_作業の目的_
一覧のうち、「task: segment the large piece of meat」を含む行で始まり「112L236 93L212 76L193」を含む行で終わる部分を、両端の行も含めて一字一句そのまま書き出してください。画像は回答に入れないこと。

### 提示された情報

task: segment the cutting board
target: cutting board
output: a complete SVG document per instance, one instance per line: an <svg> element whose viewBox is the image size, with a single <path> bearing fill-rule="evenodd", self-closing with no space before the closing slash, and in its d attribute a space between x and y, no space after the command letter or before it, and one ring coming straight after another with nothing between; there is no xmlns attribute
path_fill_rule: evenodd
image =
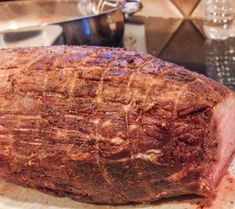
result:
<svg viewBox="0 0 235 209"><path fill-rule="evenodd" d="M136 206L97 206L0 182L0 209L202 209L202 207L190 199L164 200L155 204ZM219 185L217 198L212 206L203 209L235 209L235 159Z"/></svg>

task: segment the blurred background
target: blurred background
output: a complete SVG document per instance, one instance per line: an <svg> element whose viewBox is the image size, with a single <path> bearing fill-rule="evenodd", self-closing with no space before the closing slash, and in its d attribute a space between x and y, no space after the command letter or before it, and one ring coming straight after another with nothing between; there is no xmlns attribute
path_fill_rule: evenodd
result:
<svg viewBox="0 0 235 209"><path fill-rule="evenodd" d="M234 0L0 1L0 47L134 48L235 90Z"/></svg>

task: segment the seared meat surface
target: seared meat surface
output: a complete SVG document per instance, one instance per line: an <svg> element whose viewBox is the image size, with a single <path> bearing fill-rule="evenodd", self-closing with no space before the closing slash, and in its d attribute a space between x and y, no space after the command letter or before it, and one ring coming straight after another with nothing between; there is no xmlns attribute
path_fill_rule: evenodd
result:
<svg viewBox="0 0 235 209"><path fill-rule="evenodd" d="M213 197L235 96L133 50L0 50L0 178L99 204Z"/></svg>

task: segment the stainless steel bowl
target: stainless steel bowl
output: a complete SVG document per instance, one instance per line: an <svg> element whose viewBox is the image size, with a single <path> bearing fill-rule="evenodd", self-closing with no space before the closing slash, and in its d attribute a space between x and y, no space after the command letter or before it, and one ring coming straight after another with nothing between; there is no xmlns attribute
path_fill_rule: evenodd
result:
<svg viewBox="0 0 235 209"><path fill-rule="evenodd" d="M99 0L36 0L0 3L0 33L57 24L68 45L117 46L124 32L120 5L98 9Z"/></svg>

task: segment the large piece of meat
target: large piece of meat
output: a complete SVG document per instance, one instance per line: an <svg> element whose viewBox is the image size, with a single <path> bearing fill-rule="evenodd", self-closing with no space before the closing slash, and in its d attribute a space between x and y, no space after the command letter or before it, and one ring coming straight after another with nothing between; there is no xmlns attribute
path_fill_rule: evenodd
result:
<svg viewBox="0 0 235 209"><path fill-rule="evenodd" d="M100 204L213 197L235 151L235 96L148 54L0 50L0 178Z"/></svg>

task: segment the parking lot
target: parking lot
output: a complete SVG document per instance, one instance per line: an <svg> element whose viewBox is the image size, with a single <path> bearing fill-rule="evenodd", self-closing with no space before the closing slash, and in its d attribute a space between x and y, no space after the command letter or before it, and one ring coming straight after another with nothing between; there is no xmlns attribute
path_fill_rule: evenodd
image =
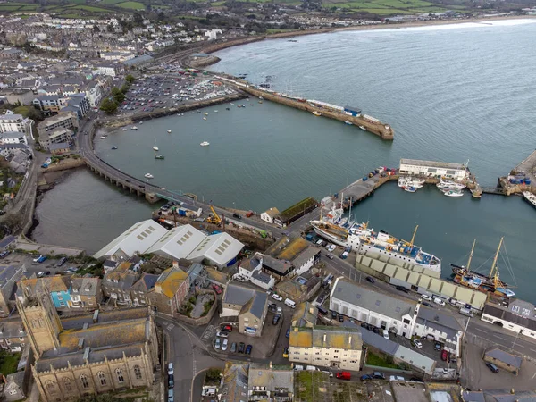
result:
<svg viewBox="0 0 536 402"><path fill-rule="evenodd" d="M153 112L236 93L212 76L193 71L197 71L180 70L138 79L127 92L119 112L122 115Z"/></svg>

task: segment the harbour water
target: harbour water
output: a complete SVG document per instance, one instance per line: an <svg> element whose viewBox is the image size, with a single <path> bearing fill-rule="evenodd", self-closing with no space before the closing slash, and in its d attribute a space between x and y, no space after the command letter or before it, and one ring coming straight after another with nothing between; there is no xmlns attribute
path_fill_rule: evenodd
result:
<svg viewBox="0 0 536 402"><path fill-rule="evenodd" d="M169 189L260 212L321 198L378 164L397 166L401 157L469 159L481 184L492 186L534 147L536 82L529 77L536 64L535 23L338 32L216 55L222 61L214 71L247 73L257 84L271 75L275 89L361 107L391 124L395 140L251 99L240 102L246 108L206 110L206 121L190 113L146 121L137 131L117 130L96 140L97 154L138 177L151 172ZM210 147L199 147L205 140ZM155 143L165 160L154 159ZM150 209L77 172L45 196L34 239L95 251ZM536 302L530 252L536 214L520 197L453 199L435 188L408 194L389 184L354 213L404 239L419 224L416 243L443 260L444 276L450 262L464 263L473 239L476 268L504 235L516 293ZM506 271L502 278L512 281Z"/></svg>

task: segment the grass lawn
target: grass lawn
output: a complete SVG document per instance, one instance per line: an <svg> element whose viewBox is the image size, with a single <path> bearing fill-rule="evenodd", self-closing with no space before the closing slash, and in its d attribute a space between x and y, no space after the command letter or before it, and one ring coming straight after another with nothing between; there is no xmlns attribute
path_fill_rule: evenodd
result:
<svg viewBox="0 0 536 402"><path fill-rule="evenodd" d="M4 375L13 374L17 371L19 360L21 360L20 353L0 352L0 373Z"/></svg>
<svg viewBox="0 0 536 402"><path fill-rule="evenodd" d="M371 365L377 365L379 367L386 368L398 368L398 366L393 363L387 363L383 357L374 355L373 353L368 352L366 356L366 364Z"/></svg>
<svg viewBox="0 0 536 402"><path fill-rule="evenodd" d="M139 3L139 2L124 2L124 3L118 3L117 4L115 4L117 7L121 7L121 8L128 8L130 10L138 10L138 9L142 9L145 10L145 5L143 4L143 3Z"/></svg>

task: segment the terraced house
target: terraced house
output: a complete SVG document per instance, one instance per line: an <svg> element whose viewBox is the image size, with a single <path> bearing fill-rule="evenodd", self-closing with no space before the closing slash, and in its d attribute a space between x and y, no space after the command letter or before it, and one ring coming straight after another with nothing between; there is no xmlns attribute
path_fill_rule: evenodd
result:
<svg viewBox="0 0 536 402"><path fill-rule="evenodd" d="M148 308L60 320L46 295L24 297L17 307L36 357L31 370L42 401L153 383L158 339Z"/></svg>

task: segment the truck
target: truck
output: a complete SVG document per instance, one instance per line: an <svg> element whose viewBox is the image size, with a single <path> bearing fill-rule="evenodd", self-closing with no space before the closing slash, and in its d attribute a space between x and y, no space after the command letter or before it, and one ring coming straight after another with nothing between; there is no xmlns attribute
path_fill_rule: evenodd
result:
<svg viewBox="0 0 536 402"><path fill-rule="evenodd" d="M352 374L350 372L339 372L337 373L337 378L339 380L350 380L352 378Z"/></svg>

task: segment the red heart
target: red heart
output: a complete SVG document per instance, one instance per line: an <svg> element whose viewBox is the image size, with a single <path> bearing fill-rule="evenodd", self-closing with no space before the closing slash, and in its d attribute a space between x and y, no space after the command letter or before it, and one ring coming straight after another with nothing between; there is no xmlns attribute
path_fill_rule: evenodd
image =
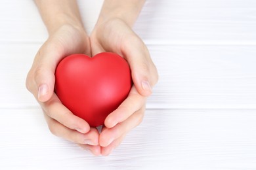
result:
<svg viewBox="0 0 256 170"><path fill-rule="evenodd" d="M62 104L93 127L104 124L106 116L126 99L131 86L128 63L110 52L93 58L69 56L55 72L55 92Z"/></svg>

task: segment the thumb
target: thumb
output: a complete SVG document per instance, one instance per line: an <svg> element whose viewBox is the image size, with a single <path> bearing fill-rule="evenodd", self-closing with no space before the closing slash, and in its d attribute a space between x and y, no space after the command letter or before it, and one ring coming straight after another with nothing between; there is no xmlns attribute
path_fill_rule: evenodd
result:
<svg viewBox="0 0 256 170"><path fill-rule="evenodd" d="M53 95L55 82L54 73L48 67L41 67L35 71L36 92L38 101L45 102Z"/></svg>
<svg viewBox="0 0 256 170"><path fill-rule="evenodd" d="M47 54L47 55L45 55ZM58 61L54 52L45 52L41 48L35 57L26 81L27 89L38 101L45 102L53 95L55 68Z"/></svg>
<svg viewBox="0 0 256 170"><path fill-rule="evenodd" d="M145 47L146 48L146 47ZM158 81L158 72L149 52L135 50L126 56L131 69L133 83L138 92L145 97L152 93L152 87Z"/></svg>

######

_記述による回答_
task: segment the large piece of meat
target: large piece of meat
output: a complete SVG document per instance, one instance per line: an <svg> element whose viewBox is the image size, with a single <path> bearing fill-rule="evenodd", self-closing with no space before the closing slash, and in its d attribute a space between x and y, no space after the command letter or before it, and one ring coming straight after another with nothing between; there is no xmlns attribute
path_fill_rule: evenodd
result:
<svg viewBox="0 0 235 209"><path fill-rule="evenodd" d="M100 204L213 197L235 151L235 96L148 54L0 50L0 178Z"/></svg>

task: segment the parking lot
target: parking lot
output: a complete SVG document per instance, one instance per line: an <svg> element whose viewBox is the image size, with a single <path> bearing fill-rule="evenodd", self-closing with no space before the closing slash, and in its d attribute a space between x and y, no space after the command letter or before it, and one ring coming straight after another with nothing between; there is no xmlns attribute
path_fill_rule: evenodd
image =
result:
<svg viewBox="0 0 536 402"><path fill-rule="evenodd" d="M153 112L236 93L212 76L193 71L197 71L180 70L138 79L127 92L119 112L122 115Z"/></svg>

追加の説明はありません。